§ **Your tasks**:
**A.** Which book by Lionel Trilling does the passage on heroism and Judaism quote?
**B.** Write the next part of the passage on heroism and Judaism, picking up after its final sentence.

Not every culture has heroes. Heroism is not necessary for survival; indeed it may be antithetical to survival. Heroism is Greek, western, and masculine; it may be antithetical or superfluous to Judaism.

The heroic is more an attitude, a stance toward life than any particular set of actions. While heroes are particular useful for Greek culture (which has a problem with limits), Jews (for whom the line between God and man was clear cut and continually reasserted in ritual) lack heroes in the Western sense of the word. So argues Lionel Trilling in his Sincerity and Authenticity (85–86, passim):

Not all cultures develop the idea of the heroic. I once had occasion to observe… that in the Rabbinical literature there is no touch of the heroic idea…As ethical beings, the Rabbis never see themselves… They imagine no struggles, no dilemmas, no hard choices, no ironies, no destinies, nothing interesting; they have no thought of morality as a drama. They would have been quite ready to understand the definition of the hero as an actor and to say that, as such, he was undeserving of the attention of serious men…. And if, in the Jewish tradition, we go back of the Rabbis to the Bible, we do not find the heroic there either… Oedipus confronting the mystery of human suffering is a hero. Job in the same confrontation is not.

The power of myth is strong today precisely because myth entails the heroic life that is larger than life, enlarged into epic proportions. And the hero is an actor, absorbed only in himself. This was the Greek way, and Athens is no longer, nor the many Hellenized Jews who fell in love with the Greeks.

The Jewish focus on God has allowed for alternative “Odyssean” strategies: to survive inglorious to live and learn another day; to sneak out of the besieged city of Jerusalem at night, ignominiously, in a coffin in order to negotiate with Vespasian; this was the response of Rabbi Yohanan ben Zakk’ai without whom Judaism might well have disappeared after the fall of the Second Temple. A woman’s way, a slave’s way, the Greeks would say. And yet here I survive to study and teach and write as a Jew about Greeks, a child of a people whose God in the foundational text of Genesis rejected a child’s sacrifice, a daughter of those rabbis who even when martyred never saw themselves as actors, never knew that they were brave.

§ **Collected data**:
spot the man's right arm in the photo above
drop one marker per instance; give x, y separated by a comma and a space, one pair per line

§ **Exercise results**:
**A.** Sincerity and Authenticity

**B.**
As I picked my way once again through the throngs at the Jerusalem bus station, done at last with the day’s lecture, I began finally to see the many faces of the Jerusalem protesters that day and they were all indistinguishable. All wore the “Iphigenia look”: the smug expression of people existing in seamless complicity with their own myths and (especially the younger faces) all drunk on glory, mad as Euripides described all Greece as driven mad (IA 412), intent on their own beautiful deaths by sacrifice, high as only heroes can be high, as they watched themselves perform their high souled epic actions on Jerusalem’s tragic stage.

Later, as I rode home, it seemed to me that I had seen too many Iphigenias in Jerusalem that day.

That was some twenty years ago. Today as I walk through Jerusalem, I see the daughters of those would-be Iphigenias from the ‘90s, together with their Palestinian sisters, all too ready to sacrifice themselves on the altar of their own and their people’s destruction. And again, I think back to R. Yohanan ben Zakk’ai who chose life with compromise over the extreme of martyrdom and who is quoted as saying: “If the children tell you come let us build the Temple, do not listen to them and if the old folks say come let us destroy the Temple listen to them. For the building of children is destruction and the destruction of elders is building.” (Avot de Rabbi Natan B 31.5–6).

Note: An earlier version of this essay was published in Hebrew in Nekuda, No. 180 (September 1994): 50–53.

Molly Levine is a professor of Classics at Howard University. She previously taught Classics at Bar-Ilan University in Israel for many years. Her research focuses on Roman Poetry, cultural diffusion and constructions, gender criticism, and the interface between early Christianity and rabbinic Judaism.